## WORK REQUEST
Whenever a line in the data holds the string "below", pull that line out.

## RECORDS PROVIDED

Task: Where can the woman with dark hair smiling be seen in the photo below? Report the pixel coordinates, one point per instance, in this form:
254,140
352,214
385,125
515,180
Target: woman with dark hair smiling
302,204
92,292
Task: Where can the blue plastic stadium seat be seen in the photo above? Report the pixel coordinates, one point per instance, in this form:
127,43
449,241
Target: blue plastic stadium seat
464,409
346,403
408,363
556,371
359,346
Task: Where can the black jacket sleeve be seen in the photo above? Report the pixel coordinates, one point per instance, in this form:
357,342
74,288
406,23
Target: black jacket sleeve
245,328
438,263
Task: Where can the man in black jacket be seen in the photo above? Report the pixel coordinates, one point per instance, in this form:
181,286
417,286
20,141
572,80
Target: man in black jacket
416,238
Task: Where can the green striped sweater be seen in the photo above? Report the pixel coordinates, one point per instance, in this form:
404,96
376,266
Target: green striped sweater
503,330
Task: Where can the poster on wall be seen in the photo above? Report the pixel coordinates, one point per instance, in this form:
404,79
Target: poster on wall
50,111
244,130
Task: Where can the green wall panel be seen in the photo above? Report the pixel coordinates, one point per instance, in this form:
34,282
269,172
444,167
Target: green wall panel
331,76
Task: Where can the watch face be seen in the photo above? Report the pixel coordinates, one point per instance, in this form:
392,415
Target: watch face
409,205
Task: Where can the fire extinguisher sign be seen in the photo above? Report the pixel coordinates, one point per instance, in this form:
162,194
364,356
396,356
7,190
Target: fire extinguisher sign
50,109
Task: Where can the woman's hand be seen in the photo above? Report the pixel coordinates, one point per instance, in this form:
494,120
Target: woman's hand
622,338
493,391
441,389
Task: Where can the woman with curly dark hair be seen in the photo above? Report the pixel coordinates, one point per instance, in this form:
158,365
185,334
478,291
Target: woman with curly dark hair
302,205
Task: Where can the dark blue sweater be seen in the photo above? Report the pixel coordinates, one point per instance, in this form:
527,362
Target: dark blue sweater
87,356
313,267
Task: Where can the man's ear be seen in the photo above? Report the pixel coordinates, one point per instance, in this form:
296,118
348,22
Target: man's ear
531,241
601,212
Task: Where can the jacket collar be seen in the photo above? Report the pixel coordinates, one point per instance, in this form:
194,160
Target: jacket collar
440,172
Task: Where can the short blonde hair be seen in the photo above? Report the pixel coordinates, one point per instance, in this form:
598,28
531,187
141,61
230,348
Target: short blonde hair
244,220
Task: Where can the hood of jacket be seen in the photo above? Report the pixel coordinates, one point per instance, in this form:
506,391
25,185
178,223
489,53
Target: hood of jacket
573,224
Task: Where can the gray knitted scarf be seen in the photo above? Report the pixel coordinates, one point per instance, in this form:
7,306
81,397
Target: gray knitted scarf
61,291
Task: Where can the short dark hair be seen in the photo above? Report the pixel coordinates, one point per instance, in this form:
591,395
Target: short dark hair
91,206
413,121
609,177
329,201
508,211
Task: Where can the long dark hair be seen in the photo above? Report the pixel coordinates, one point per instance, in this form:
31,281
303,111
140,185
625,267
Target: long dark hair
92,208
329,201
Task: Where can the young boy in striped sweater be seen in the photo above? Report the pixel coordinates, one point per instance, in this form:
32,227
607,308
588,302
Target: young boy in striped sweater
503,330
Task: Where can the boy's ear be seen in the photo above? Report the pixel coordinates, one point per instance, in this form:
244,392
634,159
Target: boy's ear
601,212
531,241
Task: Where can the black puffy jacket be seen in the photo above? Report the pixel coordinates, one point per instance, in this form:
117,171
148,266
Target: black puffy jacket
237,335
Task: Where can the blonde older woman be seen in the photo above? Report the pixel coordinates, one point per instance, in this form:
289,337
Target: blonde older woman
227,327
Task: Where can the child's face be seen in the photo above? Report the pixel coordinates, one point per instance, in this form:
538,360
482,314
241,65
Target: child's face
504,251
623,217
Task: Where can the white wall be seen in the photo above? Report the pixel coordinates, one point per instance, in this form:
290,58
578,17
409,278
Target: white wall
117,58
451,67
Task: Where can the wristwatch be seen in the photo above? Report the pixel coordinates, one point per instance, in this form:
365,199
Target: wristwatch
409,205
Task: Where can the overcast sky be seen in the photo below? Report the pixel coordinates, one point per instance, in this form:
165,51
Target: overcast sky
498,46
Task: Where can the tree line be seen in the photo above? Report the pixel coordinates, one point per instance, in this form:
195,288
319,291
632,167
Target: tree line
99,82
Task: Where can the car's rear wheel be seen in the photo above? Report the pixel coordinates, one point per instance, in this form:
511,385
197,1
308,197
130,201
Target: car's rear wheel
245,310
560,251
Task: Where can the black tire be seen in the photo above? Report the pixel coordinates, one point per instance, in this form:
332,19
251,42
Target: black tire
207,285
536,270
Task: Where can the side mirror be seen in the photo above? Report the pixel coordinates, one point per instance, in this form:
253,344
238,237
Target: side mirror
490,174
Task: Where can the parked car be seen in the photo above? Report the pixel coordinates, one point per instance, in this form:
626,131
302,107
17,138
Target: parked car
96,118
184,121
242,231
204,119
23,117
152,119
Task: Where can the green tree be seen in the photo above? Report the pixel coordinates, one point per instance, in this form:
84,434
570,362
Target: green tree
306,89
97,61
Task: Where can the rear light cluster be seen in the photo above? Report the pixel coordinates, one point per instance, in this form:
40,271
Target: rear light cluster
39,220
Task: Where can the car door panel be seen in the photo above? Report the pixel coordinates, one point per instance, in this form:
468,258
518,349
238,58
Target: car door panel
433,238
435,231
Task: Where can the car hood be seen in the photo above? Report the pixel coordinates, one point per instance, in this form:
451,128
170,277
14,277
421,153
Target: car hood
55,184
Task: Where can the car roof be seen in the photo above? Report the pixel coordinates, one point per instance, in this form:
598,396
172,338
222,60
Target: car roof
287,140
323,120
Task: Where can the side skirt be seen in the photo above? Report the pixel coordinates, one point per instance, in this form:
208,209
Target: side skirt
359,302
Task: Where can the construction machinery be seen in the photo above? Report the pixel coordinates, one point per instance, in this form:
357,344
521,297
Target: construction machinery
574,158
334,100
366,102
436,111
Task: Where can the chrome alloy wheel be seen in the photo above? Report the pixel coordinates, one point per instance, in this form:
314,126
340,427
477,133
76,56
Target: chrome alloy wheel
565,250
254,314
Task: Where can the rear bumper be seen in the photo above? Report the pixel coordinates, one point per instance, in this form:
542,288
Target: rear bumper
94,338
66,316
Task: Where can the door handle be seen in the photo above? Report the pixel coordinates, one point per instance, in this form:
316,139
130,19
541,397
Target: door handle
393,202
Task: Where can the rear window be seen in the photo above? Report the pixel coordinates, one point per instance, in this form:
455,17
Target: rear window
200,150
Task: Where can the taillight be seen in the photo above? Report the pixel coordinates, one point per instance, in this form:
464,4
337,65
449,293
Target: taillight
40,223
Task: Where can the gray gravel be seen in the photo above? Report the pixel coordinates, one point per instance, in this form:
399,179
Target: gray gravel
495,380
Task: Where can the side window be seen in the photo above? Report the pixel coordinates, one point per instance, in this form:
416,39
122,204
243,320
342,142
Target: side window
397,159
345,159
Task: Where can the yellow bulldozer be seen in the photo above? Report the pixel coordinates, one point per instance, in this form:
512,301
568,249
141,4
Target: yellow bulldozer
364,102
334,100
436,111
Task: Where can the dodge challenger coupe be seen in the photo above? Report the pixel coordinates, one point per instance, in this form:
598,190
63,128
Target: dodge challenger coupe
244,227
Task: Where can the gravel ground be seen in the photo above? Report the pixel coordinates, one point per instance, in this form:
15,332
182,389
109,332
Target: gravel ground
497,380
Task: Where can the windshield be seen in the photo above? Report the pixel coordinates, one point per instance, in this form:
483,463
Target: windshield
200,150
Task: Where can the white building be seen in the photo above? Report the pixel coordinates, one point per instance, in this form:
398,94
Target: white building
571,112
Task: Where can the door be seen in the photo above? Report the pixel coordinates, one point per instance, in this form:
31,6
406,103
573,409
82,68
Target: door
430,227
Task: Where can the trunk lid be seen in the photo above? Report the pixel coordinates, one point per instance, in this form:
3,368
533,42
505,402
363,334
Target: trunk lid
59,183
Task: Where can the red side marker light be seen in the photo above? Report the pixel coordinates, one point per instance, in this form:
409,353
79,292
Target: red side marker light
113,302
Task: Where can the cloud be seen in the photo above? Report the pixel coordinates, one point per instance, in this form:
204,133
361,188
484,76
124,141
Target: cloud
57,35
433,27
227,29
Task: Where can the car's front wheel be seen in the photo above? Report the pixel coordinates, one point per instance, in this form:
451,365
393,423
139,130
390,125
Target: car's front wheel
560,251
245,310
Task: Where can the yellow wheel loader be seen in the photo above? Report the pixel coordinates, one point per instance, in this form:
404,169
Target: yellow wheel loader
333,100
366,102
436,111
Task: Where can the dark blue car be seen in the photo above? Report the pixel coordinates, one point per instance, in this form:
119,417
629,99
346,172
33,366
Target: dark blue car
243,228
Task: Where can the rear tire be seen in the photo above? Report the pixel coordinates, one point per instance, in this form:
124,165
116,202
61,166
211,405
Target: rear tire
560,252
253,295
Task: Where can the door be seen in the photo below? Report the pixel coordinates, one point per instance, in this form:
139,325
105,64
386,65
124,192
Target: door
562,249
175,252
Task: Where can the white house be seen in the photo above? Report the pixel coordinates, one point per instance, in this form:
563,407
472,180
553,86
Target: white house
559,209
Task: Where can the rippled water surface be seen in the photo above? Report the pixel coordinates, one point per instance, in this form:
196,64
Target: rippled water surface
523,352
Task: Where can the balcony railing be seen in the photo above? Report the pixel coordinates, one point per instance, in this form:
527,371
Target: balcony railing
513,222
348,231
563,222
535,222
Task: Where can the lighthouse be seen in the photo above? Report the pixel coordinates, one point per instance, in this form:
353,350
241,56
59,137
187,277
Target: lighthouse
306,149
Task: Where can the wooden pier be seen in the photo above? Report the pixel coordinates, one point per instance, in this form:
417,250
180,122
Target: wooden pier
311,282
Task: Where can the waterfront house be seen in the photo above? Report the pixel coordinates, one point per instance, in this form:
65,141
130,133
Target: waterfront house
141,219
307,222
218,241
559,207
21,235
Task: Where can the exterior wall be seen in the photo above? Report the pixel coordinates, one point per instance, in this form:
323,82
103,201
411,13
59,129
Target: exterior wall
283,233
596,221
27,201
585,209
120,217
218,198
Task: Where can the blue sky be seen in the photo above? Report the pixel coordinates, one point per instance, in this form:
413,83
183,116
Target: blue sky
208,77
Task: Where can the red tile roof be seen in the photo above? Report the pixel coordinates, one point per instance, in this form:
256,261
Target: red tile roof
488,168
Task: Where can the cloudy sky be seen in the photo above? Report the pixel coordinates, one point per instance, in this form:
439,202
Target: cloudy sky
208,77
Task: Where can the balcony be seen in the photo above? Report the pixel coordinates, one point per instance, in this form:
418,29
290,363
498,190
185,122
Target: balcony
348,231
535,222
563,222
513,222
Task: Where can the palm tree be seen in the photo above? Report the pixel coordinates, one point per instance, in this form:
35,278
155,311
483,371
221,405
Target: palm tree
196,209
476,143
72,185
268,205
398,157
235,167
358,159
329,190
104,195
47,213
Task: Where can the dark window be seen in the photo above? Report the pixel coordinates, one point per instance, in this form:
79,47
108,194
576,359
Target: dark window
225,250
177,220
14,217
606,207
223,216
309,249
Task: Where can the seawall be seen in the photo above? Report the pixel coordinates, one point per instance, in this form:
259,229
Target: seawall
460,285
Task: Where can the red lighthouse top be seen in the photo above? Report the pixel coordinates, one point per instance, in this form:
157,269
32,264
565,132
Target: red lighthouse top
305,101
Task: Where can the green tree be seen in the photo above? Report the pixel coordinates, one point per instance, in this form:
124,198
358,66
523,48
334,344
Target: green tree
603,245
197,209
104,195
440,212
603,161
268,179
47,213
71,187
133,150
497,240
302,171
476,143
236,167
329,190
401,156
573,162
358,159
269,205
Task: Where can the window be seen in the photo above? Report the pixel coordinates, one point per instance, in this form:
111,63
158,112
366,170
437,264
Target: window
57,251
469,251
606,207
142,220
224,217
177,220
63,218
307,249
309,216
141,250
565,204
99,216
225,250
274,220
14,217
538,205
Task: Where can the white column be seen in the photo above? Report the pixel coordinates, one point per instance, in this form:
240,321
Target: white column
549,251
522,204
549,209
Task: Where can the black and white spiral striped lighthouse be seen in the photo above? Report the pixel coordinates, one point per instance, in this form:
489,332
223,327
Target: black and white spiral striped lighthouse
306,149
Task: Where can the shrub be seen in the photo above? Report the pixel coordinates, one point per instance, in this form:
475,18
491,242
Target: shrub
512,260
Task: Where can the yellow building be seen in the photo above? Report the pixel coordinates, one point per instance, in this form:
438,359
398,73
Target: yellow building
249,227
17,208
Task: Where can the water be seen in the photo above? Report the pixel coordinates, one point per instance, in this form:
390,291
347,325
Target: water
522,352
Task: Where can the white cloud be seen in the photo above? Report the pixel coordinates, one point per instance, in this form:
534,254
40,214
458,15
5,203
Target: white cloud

## OUTPUT OF THE EXERCISE
Task: Where can the woman with dark hair smiling be seen in the photo below? Report the pixel coordinates, one point per instance, in this form:
Task: Where can the overcast sky be seen in the photo below? Report the pixel coordinates, one point per instance, in this form:
Task: Where can the door be seen in the photo below? Report the pixel coordinates, one point per instance, in this form:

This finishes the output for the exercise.